-- Directions for this task --
Isolate every line in the records below with "sofa" in it.

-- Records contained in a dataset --

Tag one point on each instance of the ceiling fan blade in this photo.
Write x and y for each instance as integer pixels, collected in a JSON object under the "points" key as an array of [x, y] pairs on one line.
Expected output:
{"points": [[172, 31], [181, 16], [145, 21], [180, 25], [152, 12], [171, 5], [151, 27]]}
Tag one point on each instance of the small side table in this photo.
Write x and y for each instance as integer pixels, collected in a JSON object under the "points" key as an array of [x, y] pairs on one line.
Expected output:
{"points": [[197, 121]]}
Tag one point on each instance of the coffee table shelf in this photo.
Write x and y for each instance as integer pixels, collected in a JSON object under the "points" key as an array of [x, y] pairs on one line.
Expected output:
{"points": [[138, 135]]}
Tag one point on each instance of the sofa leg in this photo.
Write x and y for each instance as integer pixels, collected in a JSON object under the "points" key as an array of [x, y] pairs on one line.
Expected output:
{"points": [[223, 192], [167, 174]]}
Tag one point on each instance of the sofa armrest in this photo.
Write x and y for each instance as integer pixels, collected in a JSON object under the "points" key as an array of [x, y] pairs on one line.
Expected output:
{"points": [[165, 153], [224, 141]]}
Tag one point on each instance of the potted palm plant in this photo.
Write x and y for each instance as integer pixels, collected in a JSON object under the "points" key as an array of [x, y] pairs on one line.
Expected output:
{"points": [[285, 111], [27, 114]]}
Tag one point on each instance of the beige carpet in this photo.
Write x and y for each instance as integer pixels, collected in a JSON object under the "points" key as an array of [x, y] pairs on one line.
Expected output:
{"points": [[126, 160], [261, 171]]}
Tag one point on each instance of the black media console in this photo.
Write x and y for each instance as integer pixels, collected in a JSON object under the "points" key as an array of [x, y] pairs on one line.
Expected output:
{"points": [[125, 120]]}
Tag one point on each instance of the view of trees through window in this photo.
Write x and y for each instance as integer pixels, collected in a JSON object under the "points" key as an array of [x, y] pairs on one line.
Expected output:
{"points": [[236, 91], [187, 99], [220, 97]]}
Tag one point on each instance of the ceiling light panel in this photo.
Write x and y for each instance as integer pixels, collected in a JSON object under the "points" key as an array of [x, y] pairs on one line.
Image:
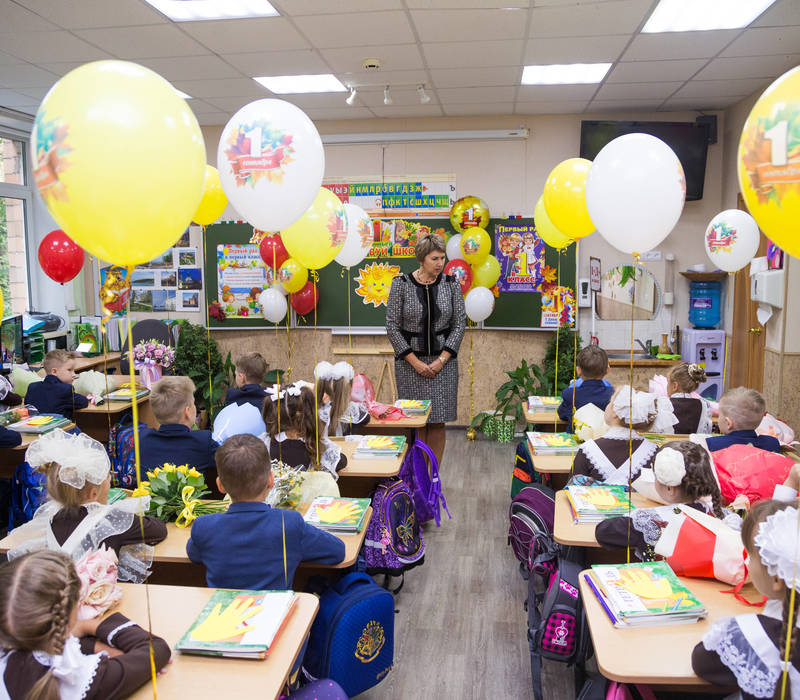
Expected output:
{"points": [[297, 84], [703, 15], [198, 10], [564, 73]]}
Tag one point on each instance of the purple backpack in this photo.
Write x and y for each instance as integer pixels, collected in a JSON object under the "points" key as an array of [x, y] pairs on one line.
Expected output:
{"points": [[420, 471], [393, 541]]}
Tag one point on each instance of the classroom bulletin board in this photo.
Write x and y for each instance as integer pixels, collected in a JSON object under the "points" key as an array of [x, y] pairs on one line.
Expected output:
{"points": [[536, 288]]}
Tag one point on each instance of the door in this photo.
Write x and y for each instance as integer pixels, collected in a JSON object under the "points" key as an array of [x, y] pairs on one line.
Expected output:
{"points": [[748, 336]]}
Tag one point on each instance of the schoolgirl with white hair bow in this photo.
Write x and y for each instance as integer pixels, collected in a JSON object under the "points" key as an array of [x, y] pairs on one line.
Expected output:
{"points": [[334, 385]]}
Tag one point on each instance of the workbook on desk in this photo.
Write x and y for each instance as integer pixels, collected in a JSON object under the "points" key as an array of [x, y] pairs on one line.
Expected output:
{"points": [[238, 624], [592, 504], [342, 515], [552, 443], [644, 594]]}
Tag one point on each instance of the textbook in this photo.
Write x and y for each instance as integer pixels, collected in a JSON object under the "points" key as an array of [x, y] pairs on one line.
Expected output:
{"points": [[344, 515], [414, 407], [552, 443], [238, 624], [644, 594], [592, 504], [371, 446], [41, 424]]}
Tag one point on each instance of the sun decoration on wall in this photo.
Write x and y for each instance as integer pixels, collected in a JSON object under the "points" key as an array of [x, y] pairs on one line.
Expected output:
{"points": [[375, 281]]}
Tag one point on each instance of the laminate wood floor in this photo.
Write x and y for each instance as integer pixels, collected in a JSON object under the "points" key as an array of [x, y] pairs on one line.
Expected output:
{"points": [[461, 628]]}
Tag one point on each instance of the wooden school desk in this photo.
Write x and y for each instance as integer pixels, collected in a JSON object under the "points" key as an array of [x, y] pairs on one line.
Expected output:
{"points": [[94, 420], [567, 531], [173, 609], [659, 655]]}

-- Task answer --
Tag one point on each instance of the sofa leg in this photo.
Tag one point on each instance of the sofa armrest in this photo.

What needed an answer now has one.